Top of Document segment

Can Olympic Power Cleans Make You Faster?

I recently received an email where the person wrote to me explaining how Olympic power cleans were the best speed training exercise he could think of because they exercise a lot of your fast twitch fibers.  This was his idea of a speed training program.

 He claimed that a lot of elite athletes do these exercises.  I don’t doubt that.  But do they do them for speed? Or for strength?

Like all exercises, it cannot be effective for both.

 The reason is because most of your skeletal muscles have both slow twitch fibers and fast twitch fibers mixed together.  These different fiber types have different functions. Having muscle speed means your muscles contract quickly. Having muscle strength means your muscles can move against greater resistance. Both are important in athletic skills, however different functions require different types of training to improve upon their performance. Therefore if you are trying to get a specific result from your training, (speed or strength) you have to train your muscles one way or another.  You cannot train for speed the same way you train for strength.  It doesn’t work that way.  I wish it were that simple.

Bottom of Document segment
Top of Supplied records

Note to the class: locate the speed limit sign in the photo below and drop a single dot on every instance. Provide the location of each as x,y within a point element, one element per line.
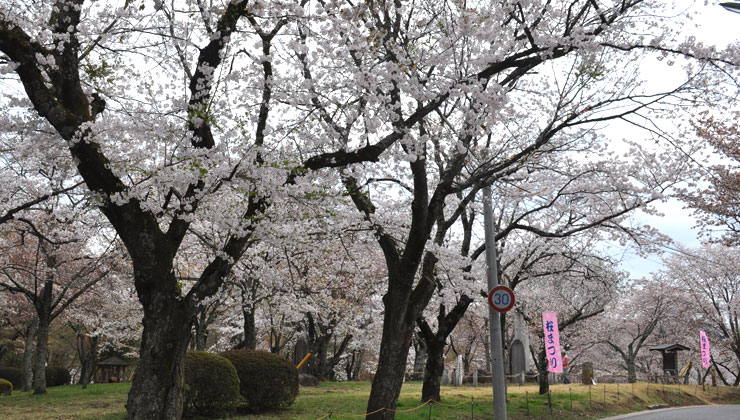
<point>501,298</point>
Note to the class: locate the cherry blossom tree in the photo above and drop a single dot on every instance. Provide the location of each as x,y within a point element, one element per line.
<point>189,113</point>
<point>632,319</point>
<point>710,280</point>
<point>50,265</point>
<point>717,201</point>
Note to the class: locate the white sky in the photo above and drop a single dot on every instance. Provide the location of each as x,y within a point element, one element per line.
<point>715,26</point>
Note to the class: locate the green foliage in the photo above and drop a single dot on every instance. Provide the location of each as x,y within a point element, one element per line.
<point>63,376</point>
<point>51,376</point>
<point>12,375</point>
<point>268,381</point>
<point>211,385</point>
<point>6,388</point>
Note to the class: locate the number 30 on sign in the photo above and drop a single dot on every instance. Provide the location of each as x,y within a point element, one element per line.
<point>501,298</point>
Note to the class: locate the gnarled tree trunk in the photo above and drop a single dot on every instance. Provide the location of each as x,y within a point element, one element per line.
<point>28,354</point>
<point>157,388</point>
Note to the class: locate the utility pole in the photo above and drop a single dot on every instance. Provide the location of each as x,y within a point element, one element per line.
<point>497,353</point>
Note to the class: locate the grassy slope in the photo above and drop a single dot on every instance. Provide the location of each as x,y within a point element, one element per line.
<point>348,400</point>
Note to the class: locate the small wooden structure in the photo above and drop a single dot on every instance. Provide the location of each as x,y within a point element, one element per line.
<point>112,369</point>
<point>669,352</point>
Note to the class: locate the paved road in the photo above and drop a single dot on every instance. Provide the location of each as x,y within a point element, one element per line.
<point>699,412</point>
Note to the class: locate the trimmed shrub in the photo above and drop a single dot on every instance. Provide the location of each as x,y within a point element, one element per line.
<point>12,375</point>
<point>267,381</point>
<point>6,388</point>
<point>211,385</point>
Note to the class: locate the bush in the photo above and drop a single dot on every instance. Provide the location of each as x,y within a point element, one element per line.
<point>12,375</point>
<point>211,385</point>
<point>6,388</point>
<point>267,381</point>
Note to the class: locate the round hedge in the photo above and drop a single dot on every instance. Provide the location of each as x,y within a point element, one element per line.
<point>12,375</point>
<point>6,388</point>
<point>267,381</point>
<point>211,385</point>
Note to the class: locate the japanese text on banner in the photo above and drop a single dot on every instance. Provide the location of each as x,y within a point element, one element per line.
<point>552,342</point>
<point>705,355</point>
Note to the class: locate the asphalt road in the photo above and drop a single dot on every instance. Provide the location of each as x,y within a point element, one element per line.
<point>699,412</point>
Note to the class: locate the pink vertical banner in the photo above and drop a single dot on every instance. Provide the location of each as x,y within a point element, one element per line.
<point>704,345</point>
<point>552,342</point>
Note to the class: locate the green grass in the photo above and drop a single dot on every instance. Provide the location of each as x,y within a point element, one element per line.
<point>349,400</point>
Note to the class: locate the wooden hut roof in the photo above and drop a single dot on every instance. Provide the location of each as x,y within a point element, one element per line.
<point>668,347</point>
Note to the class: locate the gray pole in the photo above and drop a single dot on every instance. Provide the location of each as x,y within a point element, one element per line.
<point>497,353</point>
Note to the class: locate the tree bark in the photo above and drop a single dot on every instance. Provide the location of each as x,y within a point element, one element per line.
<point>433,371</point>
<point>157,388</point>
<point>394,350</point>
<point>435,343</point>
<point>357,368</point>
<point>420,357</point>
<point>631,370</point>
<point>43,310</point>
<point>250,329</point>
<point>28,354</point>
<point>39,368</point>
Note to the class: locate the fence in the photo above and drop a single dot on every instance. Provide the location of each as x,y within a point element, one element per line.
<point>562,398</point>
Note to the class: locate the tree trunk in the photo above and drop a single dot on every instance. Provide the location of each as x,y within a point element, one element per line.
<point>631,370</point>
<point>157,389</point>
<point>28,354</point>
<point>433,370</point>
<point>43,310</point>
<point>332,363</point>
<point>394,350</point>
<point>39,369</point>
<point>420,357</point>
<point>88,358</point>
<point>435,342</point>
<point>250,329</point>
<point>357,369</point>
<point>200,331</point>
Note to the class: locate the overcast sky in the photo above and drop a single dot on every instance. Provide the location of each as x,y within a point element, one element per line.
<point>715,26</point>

Bottom of Supplied records

(What you need to do): Reproduce the entire text about Olympic power cleans and speed training word for word. The rows were drawn from a different source than the text.

(Output):
Can Olympic Power Cleans Make You Faster?

I recently received an email where the person wrote to me explaining how Olympic power cleans were the best speed training exercise he could think of because they exercise a lot of your fast twitch fibers.  This was his idea of a speed training program.

 He claimed that a lot of elite athletes do these exercises.  I don’t doubt that.  But do they do them for speed? Or for strength?

Like all exercises, it cannot be effective for both.

 The reason is because most of your skeletal muscles have both slow twitch fibers and fast twitch fibers mixed together.  These different fiber types have different functions. Having muscle speed means your muscles contract quickly. Having muscle strength means your muscles can move against greater resistance. Both are important in athletic skills, however different functions require different types of training to improve upon their performance. Therefore if you are trying to get a specific result from your training, (speed or strength) you have to train your muscles one way or another.  You cannot train for speed the same way you train for strength.  It doesn’t work that way.  I wish it were that simple.